■ DOCUMENT PASSAGE ■
Okay. No, that's very helpful. I appreciate it. And you just touched on my Back in December, my understanding was that Halcon intended to produce 7 or 8 results in the northern portion of Hackberry Draw during 2019 that was expected to improve the value of the asset. And today's presentation indicates that there's not going to be any 2019 Hackberry Draw drilling or whatever has been done has been suspended.

So just wondering where we are in this delineation and appraisal process?

Speaker 5

Yes, I would just I'll turn this over to John for his comments. But I would say that as Jim indicated, we are 100% focused on being as capital efficient as we can in 2019. And the economics in Hackberry and the returns that we see there relative to the capital we spend just don't match up or stack up with Monument Draw or West Quito Draw. So most of that acreage is held by production, so at least the acreage we care about there. So we don't need to keep drilling there.

John, do you have anything further to add on that?

Speaker 3

Yes. Quinn, I'll just comment that the in Hackberry Draw, our last 6 wells averaged $9,500,000 So we had some outstanding results on not only the drilling side and completion, but also the production and facility. So I think the opportunity is real and Hackberry draw. We're just looking at and maximizing our capital efficiency. And if we see commodity prices increase, it's probably a great opportunity for us to take another look at that area.

Speaker 6

I'd like to just ask one last quick one because I'm a little bit confused or maybe I didn't hear it right. I thought the press release said that Halcon would run 2 operated rigs in 2019 focused on Monument Draw and West Quito Draw. But I thought I heard John say that the average rig count is going to be 1.25 rigs in 2019 going forward. So could we just sort of nail that down? And also does it suggest any likelihood of where in the CapEx range you may be more likely to land in 2019?

Speaker 5

John, you want to clarify?

Speaker 3

Yes. Just to clarify on that, we'll average 2 rigs for 2019. 1.25 rigs will be dedicated to Monument Draw and approximately 1.75 rigs will be allocated to West Quito. So Monument Draw 0.75 Sorry?

Speaker 5

It was 0.75, not 1.75 in West Quito.

Speaker 3

Yes. Sorry, yes, 0.75. Thanks.

Speaker 6

Okay. All right. Good. So that's like what it yes, that was like the press release. I just misunderstood.

So thanks for clearing that up.

Speaker 1

Our next question comes from Jason Wangler, Imperial Capital. Please proceed with your question.

Speaker 7

Good morning. I wanted to just ask as you turn on these wells, both at West Quito and in the other area, what are you seeing in the change in operationally? Are you guys doing anything different on the completions? Or is pretty much the same? Because it sounds like at least the operations are going a little bit smoother and maybe even a little bit cheaper, but I didn't know if there was anything that maybe you guys have been changing in that situation.

■ GIVEN DATA ■
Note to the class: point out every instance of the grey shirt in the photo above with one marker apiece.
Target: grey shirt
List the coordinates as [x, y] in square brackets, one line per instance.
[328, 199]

■ TASK SET ■
1) Write out the Halcon call transcript word for word, starting with "Okay. All right." and going on through "with your question.".
2) Extend the Halcon call transcript from the point where it stops.

■ ANSWERS FOR THE TASKS ■
1)
Okay. All right. Good. So that's like what it yes, that was like the press release. I just misunderstood.

So thanks for clearing that up.

Speaker 1

Our next question comes from Jason Wangler, Imperial Capital. Please proceed with your question.

2)
Speaker 5

John?

Speaker 3

Yes. If you look back on our press release, in 20 seventeen-eighteen, we're primarily focused on delineating and de risking our acreage on single well pads. Every one of our wells now is being drilled on a multi well pad. And on the completion side, we take a we're taking a large advantage on completion efficiency. In addition, since we're no longer delineating, most of our wells are in Monument Draw or within are typically infill.

At this point, we can make some tweaks and some changes, evolve our completion design that have also helped not only the efficiency, but also the cost side.

Speaker 7

Okay. I appreciate it. And Quentin, you mentioned obviously the infrastructure spend probably a little front end loaded this year. As you think about maybe later in this year or even in 2020 or beyond, what is a more normalized spend on the infrastructure side as you continue to build that out?

Speaker 5

If we look forward to like 2020 with the 2 or 3 rig, let's just say a 3 rig plan, it's probably $10,000,000 to $15,000,000 a year.

Speaker 7

Okay. That's helpful. Thank you. I'll turn it back.

Speaker 1

Our next question comes from Tarek Ahmed, JPMorgan Chase. Please proceed with your question.

Speaker 2

Good morning.

Speaker 8

Good morning.

Speaker 9

As we sort of finish out the infrastructure at Monument Draw, can you maybe just sort of give us your expectations about what the sour gas impact looks like in 1Q? Is it sort of similar to 4Q? Or should we start to see some benefit during the quarter?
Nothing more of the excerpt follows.